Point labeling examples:
- - -

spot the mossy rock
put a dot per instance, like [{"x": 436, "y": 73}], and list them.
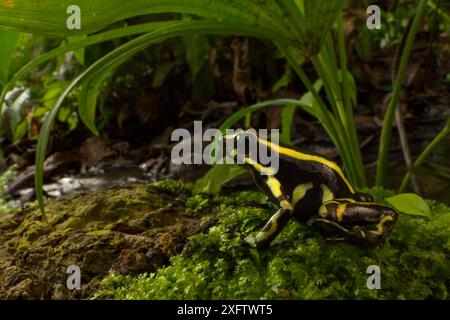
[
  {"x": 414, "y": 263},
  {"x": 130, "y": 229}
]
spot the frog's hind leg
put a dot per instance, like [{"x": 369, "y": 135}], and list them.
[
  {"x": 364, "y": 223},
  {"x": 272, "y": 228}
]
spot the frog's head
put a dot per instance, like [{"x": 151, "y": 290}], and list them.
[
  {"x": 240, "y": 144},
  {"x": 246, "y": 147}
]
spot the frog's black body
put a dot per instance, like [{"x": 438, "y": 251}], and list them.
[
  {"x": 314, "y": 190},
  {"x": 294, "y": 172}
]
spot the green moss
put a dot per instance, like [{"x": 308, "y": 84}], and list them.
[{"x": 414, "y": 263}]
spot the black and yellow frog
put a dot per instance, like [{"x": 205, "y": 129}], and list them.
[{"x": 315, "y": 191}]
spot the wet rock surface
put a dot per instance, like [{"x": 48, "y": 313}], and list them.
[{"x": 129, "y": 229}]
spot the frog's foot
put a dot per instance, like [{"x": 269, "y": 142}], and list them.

- - -

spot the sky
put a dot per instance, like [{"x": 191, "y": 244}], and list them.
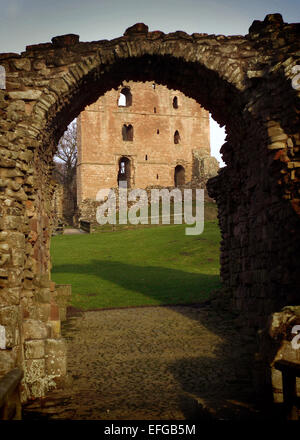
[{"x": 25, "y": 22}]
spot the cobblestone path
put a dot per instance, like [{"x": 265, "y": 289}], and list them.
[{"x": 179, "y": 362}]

- - -

** To be done **
Find every line above that contains the word "rock" and copy each one. Case counts.

** Exercise output **
spot the mossy rock
spot the wet rock surface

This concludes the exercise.